### The exercise
Rewrite the listing below with "cockpit" replaced by "flight deck" everywhere and nothing else changed. Leave the pictures out.

─── Input data ───

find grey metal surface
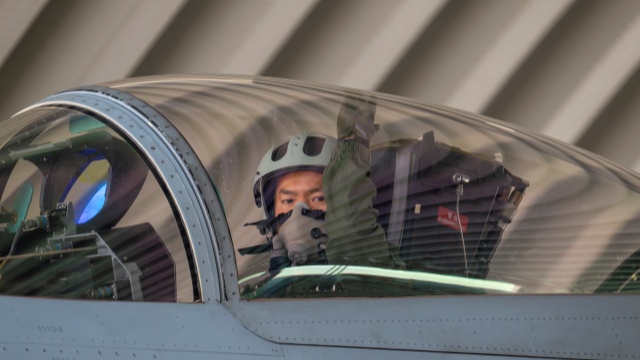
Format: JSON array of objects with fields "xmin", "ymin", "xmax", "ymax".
[{"xmin": 233, "ymin": 295, "xmax": 640, "ymax": 359}]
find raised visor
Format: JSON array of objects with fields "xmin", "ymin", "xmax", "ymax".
[{"xmin": 109, "ymin": 77, "xmax": 640, "ymax": 298}]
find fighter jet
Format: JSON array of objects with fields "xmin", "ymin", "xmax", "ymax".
[{"xmin": 0, "ymin": 75, "xmax": 640, "ymax": 360}]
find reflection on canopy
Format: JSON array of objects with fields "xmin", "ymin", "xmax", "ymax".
[{"xmin": 109, "ymin": 77, "xmax": 640, "ymax": 293}]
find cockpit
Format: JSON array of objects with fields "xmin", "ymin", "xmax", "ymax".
[{"xmin": 0, "ymin": 76, "xmax": 640, "ymax": 302}]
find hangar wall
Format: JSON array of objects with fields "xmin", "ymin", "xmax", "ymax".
[{"xmin": 0, "ymin": 0, "xmax": 640, "ymax": 171}]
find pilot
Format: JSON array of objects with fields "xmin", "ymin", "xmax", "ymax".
[{"xmin": 253, "ymin": 97, "xmax": 403, "ymax": 272}]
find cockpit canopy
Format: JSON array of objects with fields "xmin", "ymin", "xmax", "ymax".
[{"xmin": 0, "ymin": 76, "xmax": 640, "ymax": 302}]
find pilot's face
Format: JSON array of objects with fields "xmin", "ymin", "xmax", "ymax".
[{"xmin": 275, "ymin": 171, "xmax": 327, "ymax": 215}]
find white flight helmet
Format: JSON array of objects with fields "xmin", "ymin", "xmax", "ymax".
[{"xmin": 253, "ymin": 132, "xmax": 336, "ymax": 219}]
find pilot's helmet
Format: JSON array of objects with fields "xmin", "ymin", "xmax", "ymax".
[{"xmin": 253, "ymin": 132, "xmax": 336, "ymax": 219}]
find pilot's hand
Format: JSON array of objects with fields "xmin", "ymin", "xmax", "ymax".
[{"xmin": 337, "ymin": 96, "xmax": 380, "ymax": 146}]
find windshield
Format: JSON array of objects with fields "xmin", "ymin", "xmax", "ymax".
[
  {"xmin": 0, "ymin": 105, "xmax": 200, "ymax": 302},
  {"xmin": 109, "ymin": 77, "xmax": 640, "ymax": 298}
]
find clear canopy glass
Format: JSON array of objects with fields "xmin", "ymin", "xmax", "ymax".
[
  {"xmin": 2, "ymin": 76, "xmax": 640, "ymax": 299},
  {"xmin": 107, "ymin": 77, "xmax": 640, "ymax": 297}
]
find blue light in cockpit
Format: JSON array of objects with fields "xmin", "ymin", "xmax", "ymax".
[{"xmin": 78, "ymin": 181, "xmax": 107, "ymax": 224}]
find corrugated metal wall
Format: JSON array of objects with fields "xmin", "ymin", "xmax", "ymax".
[{"xmin": 0, "ymin": 0, "xmax": 640, "ymax": 170}]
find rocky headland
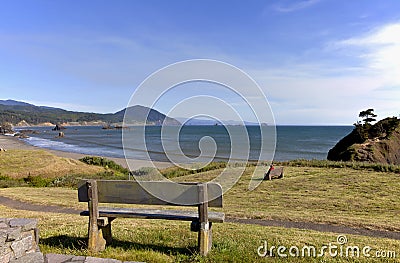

───

### Exercise answer
find grey metal surface
Format: JSON array of objects with fields "xmin", "ymin", "xmax", "ymax".
[{"xmin": 233, "ymin": 295, "xmax": 640, "ymax": 359}]
find raised visor
Format: JSON array of objects with fields "xmin", "ymin", "xmax", "ymax".
[{"xmin": 109, "ymin": 77, "xmax": 640, "ymax": 298}]
find fighter jet
Format: JSON array of objects with fields "xmin", "ymin", "xmax", "ymax".
[{"xmin": 0, "ymin": 75, "xmax": 640, "ymax": 360}]
find reflection on canopy
Format: JSON array of objects with fields "xmin", "ymin", "xmax", "ymax".
[{"xmin": 109, "ymin": 77, "xmax": 640, "ymax": 293}]
find flight deck
Format: JSON array of objects with fields "xmin", "ymin", "xmax", "ymax".
[{"xmin": 0, "ymin": 76, "xmax": 640, "ymax": 302}]
find hangar wall
Format: JSON array of objects with fields "xmin", "ymin", "xmax", "ymax".
[{"xmin": 0, "ymin": 0, "xmax": 640, "ymax": 171}]
find pilot
Format: JSON array of objects with fields "xmin", "ymin", "xmax", "ymax".
[{"xmin": 253, "ymin": 97, "xmax": 403, "ymax": 272}]
find flight deck canopy
Format: JSON array of objects with fields "xmin", "ymin", "xmax", "ymax".
[{"xmin": 0, "ymin": 76, "xmax": 640, "ymax": 302}]
find pilot's face
Format: JSON array of objects with fields "xmin", "ymin", "xmax", "ymax".
[{"xmin": 275, "ymin": 171, "xmax": 327, "ymax": 215}]
find white flight helmet
Format: JSON array of objects with fields "xmin", "ymin", "xmax", "ymax".
[{"xmin": 253, "ymin": 132, "xmax": 336, "ymax": 219}]
find pilot's helmet
Format: JSON array of objects with fields "xmin", "ymin", "xmax", "ymax".
[{"xmin": 253, "ymin": 132, "xmax": 336, "ymax": 219}]
find pilot's hand
Format: JSON array of objects with fields "xmin", "ymin", "xmax", "ymax".
[{"xmin": 337, "ymin": 96, "xmax": 380, "ymax": 146}]
find windshield
Format: JSON array of objects with fields "xmin", "ymin", "xmax", "ymax".
[
  {"xmin": 0, "ymin": 105, "xmax": 200, "ymax": 302},
  {"xmin": 109, "ymin": 77, "xmax": 640, "ymax": 298}
]
find clear canopy glass
Format: JSON array of objects with fields "xmin", "ymin", "xmax", "ymax".
[
  {"xmin": 2, "ymin": 76, "xmax": 640, "ymax": 299},
  {"xmin": 107, "ymin": 77, "xmax": 640, "ymax": 297}
]
find blue light in flight deck
Format: JSON array of objects with fields "xmin", "ymin", "xmax", "ymax".
[{"xmin": 78, "ymin": 181, "xmax": 107, "ymax": 224}]
find corrugated metal wall
Format: JSON array of objects with fields "xmin", "ymin", "xmax", "ymax".
[{"xmin": 0, "ymin": 0, "xmax": 640, "ymax": 170}]
find rocky headland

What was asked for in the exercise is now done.